WORK REQUEST - The records below are to be returned exactly as written, minus their pictures.
BEGIN RECORDS TO USE
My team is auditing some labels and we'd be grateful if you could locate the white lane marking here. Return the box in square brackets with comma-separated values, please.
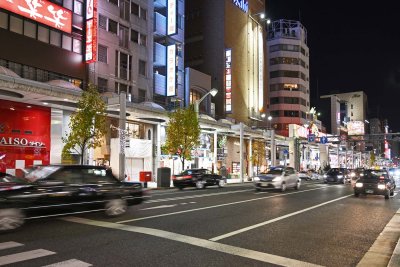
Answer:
[0, 242, 23, 250]
[117, 187, 325, 223]
[62, 217, 322, 267]
[0, 249, 56, 266]
[209, 194, 352, 241]
[358, 208, 400, 267]
[42, 259, 93, 267]
[140, 204, 177, 210]
[145, 189, 253, 204]
[254, 191, 270, 194]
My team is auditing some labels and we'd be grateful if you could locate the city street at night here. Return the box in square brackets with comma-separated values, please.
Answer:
[1, 181, 399, 267]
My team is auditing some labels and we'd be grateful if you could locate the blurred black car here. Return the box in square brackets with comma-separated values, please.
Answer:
[0, 165, 147, 232]
[172, 168, 226, 189]
[323, 168, 349, 184]
[354, 169, 396, 199]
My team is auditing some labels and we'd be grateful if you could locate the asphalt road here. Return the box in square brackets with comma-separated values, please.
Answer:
[1, 180, 399, 267]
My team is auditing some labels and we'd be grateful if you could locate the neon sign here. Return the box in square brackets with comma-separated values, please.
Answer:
[167, 0, 177, 35]
[85, 0, 97, 63]
[0, 0, 72, 33]
[225, 49, 232, 113]
[232, 0, 248, 13]
[166, 44, 176, 96]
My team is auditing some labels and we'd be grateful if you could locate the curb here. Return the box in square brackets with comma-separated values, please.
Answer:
[358, 208, 400, 267]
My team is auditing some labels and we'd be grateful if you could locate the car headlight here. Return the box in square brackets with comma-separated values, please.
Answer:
[272, 177, 282, 182]
[377, 184, 386, 190]
[350, 172, 356, 177]
[355, 182, 363, 188]
[253, 177, 260, 182]
[337, 175, 343, 178]
[360, 173, 364, 176]
[323, 174, 327, 178]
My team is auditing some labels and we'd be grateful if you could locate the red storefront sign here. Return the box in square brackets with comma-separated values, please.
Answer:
[0, 100, 50, 174]
[0, 0, 72, 33]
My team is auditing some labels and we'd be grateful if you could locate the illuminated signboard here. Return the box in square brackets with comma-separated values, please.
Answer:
[258, 27, 263, 111]
[167, 0, 177, 35]
[232, 0, 248, 13]
[0, 0, 72, 33]
[347, 121, 365, 135]
[225, 49, 232, 113]
[166, 44, 176, 96]
[85, 0, 97, 63]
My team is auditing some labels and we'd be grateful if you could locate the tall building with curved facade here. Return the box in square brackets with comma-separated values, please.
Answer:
[267, 19, 310, 136]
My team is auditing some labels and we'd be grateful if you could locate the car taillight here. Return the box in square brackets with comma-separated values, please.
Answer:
[181, 175, 192, 179]
[379, 176, 385, 180]
[172, 175, 176, 180]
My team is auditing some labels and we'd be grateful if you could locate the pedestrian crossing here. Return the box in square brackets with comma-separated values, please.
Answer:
[0, 241, 92, 267]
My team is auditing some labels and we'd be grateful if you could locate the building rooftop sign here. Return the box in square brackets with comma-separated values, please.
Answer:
[232, 0, 248, 13]
[0, 0, 72, 33]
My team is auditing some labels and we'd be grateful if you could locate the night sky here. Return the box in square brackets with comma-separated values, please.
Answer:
[267, 0, 400, 132]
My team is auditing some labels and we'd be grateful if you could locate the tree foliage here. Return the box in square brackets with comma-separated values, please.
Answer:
[62, 84, 107, 164]
[250, 141, 266, 175]
[164, 105, 200, 170]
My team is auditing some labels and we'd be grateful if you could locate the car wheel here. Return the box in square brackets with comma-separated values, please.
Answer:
[105, 199, 128, 217]
[255, 187, 261, 192]
[295, 181, 300, 190]
[0, 208, 25, 232]
[177, 186, 184, 190]
[196, 181, 205, 189]
[354, 192, 359, 197]
[390, 190, 394, 196]
[385, 191, 390, 199]
[218, 179, 226, 188]
[281, 183, 287, 192]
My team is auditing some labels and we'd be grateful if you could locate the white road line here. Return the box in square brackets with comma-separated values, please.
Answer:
[0, 249, 56, 266]
[140, 204, 177, 210]
[145, 189, 253, 204]
[62, 217, 322, 267]
[117, 187, 325, 223]
[209, 194, 352, 241]
[0, 242, 23, 250]
[42, 259, 93, 267]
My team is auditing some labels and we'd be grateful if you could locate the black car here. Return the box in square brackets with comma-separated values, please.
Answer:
[172, 168, 226, 189]
[354, 169, 396, 199]
[0, 165, 147, 232]
[323, 168, 349, 184]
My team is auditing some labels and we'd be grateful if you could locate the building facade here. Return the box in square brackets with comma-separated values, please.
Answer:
[185, 0, 267, 125]
[267, 19, 310, 137]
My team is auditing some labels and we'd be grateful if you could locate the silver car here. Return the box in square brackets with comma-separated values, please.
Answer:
[253, 166, 301, 192]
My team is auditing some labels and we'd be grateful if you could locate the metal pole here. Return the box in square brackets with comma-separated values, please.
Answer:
[240, 122, 244, 183]
[337, 144, 340, 168]
[249, 137, 253, 178]
[271, 129, 276, 166]
[156, 122, 161, 183]
[119, 92, 126, 181]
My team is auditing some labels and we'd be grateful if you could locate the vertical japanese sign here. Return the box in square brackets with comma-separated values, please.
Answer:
[85, 0, 97, 63]
[167, 0, 177, 35]
[0, 0, 72, 33]
[166, 44, 176, 96]
[258, 27, 264, 111]
[225, 49, 232, 113]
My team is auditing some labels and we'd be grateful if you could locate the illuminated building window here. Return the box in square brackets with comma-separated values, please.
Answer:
END RECORDS TO USE
SOLVED EXERCISE -
My team is auditing some labels and we'd be grateful if you could locate the white lane marking here. Return the box in square brackets with comma-separated values, please.
Answer:
[0, 242, 23, 250]
[117, 187, 325, 223]
[62, 217, 322, 267]
[0, 249, 56, 266]
[209, 194, 352, 241]
[358, 208, 400, 267]
[42, 259, 93, 267]
[140, 204, 177, 210]
[145, 189, 253, 204]
[254, 191, 270, 194]
My team is auditing some labels and we'd be grateful if you could locate the city street at night here. Return the box in square brackets with comma-separated values, please.
Answer:
[1, 181, 399, 267]
My team is auditing some labels and we'd be grateful if you could locate the blurred black car here. Return the box in square brackets with comma-separated values, please.
Answer:
[0, 165, 147, 232]
[172, 168, 226, 189]
[323, 168, 349, 184]
[354, 169, 396, 199]
My team is auditing some labels and we'd be grateful if you could locate the asphalt road here. Return the box in square brackets with comma-separated values, please.
Answer:
[1, 180, 399, 267]
My team is auditing some labels and we'd be grateful if you could locate the neon sign here. Return the box in square brackets with comma-separated values, please.
Answer:
[167, 0, 177, 35]
[85, 0, 97, 63]
[0, 0, 72, 33]
[225, 49, 232, 113]
[232, 0, 248, 13]
[166, 44, 176, 96]
My team is auditing some labels and we'd be grateful if you could locate the curb here. Return the box in square brackets with comma-separated values, please.
Answer:
[358, 208, 400, 267]
My team is auditing some labels and we'd be grateful if you could locate the car headlight here. Return the box in square brackets with comma-separated values, please.
Answer:
[272, 177, 282, 182]
[377, 184, 386, 190]
[350, 172, 356, 177]
[355, 182, 363, 188]
[253, 177, 260, 182]
[337, 175, 343, 178]
[360, 173, 364, 176]
[323, 174, 327, 178]
My team is auditing some labels and we'd be grateful if you could locate the red storefront sign here. Return the box in square brackets with comma-separated values, please.
Answer:
[0, 100, 50, 174]
[0, 0, 72, 33]
My team is auditing some labels and we'd be grateful if you could locate the illuminated signboard here. Return the box in square brackets with comma-separated values, please.
Answer:
[258, 27, 263, 111]
[167, 0, 177, 35]
[232, 0, 248, 13]
[0, 0, 72, 33]
[347, 121, 365, 135]
[225, 49, 232, 113]
[166, 44, 176, 96]
[85, 0, 97, 63]
My team is auditing some labels and we'd be grateful if you could locate the tall building with curved facade here. Return the box in square brackets with comma-separated values, please.
Answer:
[267, 19, 310, 136]
My team is auditing some labels and we'd be grateful if you could locate the car taillight here. Return the box in square brackets with comma-separated values, please.
Answer:
[181, 175, 192, 179]
[379, 176, 385, 180]
[172, 175, 176, 180]
My team is auditing some labels and we'd be grateful if you could locate the pedestrian crossing here. Return the box in square brackets with comma-separated values, please.
Answer:
[0, 241, 92, 267]
My team is auditing some labels and we'd be grateful if you could locate the building rooftop sign here. Return the box in square brackets with comma-separated values, please.
Answer:
[232, 0, 248, 13]
[0, 0, 72, 33]
My team is auditing some labels and we'd be grateful if you could locate the night sky here. Return the box in square brackets with comma-separated values, please.
Answer:
[267, 0, 400, 132]
My team is auditing some labels and we'd be grateful if you could locate the tree foliage here. Return the box in square brackets with comma-separated values, please.
Answer:
[62, 84, 107, 164]
[250, 141, 266, 175]
[164, 105, 200, 170]
My team is auditing some labels and we'd be grateful if you could locate the car wheel here. Return the box in square brackets with comma-separated values, please.
Answer:
[105, 199, 128, 217]
[255, 187, 261, 192]
[295, 181, 300, 190]
[0, 208, 25, 232]
[177, 186, 184, 190]
[196, 181, 205, 189]
[354, 192, 359, 197]
[390, 190, 394, 196]
[385, 191, 390, 199]
[218, 179, 226, 188]
[281, 183, 287, 192]
My team is auditing some labels and we'd be grateful if you could locate the white road line here. Return the box in square brackets with comma-separated values, please.
Answer:
[0, 249, 56, 266]
[140, 204, 177, 210]
[145, 189, 253, 204]
[62, 217, 322, 267]
[117, 187, 325, 223]
[209, 194, 352, 241]
[0, 242, 23, 250]
[42, 259, 93, 267]
My team is auditing some labels and we'd be grateful if you could locate the black car here. Return the box in square brackets with comma-separated values, please.
Answer:
[172, 168, 226, 189]
[354, 169, 396, 199]
[0, 165, 147, 232]
[323, 168, 349, 184]
My team is auditing some labels and we'd be grateful if you could locate the building facade here. Return the box in square brackets with comma-separated values, please.
Answer:
[185, 0, 267, 125]
[267, 19, 310, 137]
My team is auditing some labels and we'd be grateful if you could locate the silver car here. Return the box in square brackets with comma-separated values, please.
Answer:
[253, 166, 301, 192]
My team is auditing some labels and we'd be grateful if you could locate the metal pole here. Return the box in square brackets with comma-separated values, please.
Answer:
[240, 122, 244, 183]
[337, 144, 340, 168]
[249, 137, 253, 178]
[271, 129, 276, 166]
[156, 122, 161, 183]
[119, 92, 126, 181]
My team is auditing some labels and we'd be grateful if you could locate the vertical japanese sign here. Return the box in square brackets with comma-separated values, please.
Answer:
[85, 0, 97, 63]
[167, 0, 177, 35]
[0, 0, 72, 33]
[166, 44, 176, 96]
[258, 27, 264, 111]
[225, 49, 232, 113]
My team is auditing some labels and we'd be grateful if you could locate the illuminated building window here. Return the box in square brackets with comma-separated values, please.
Answer:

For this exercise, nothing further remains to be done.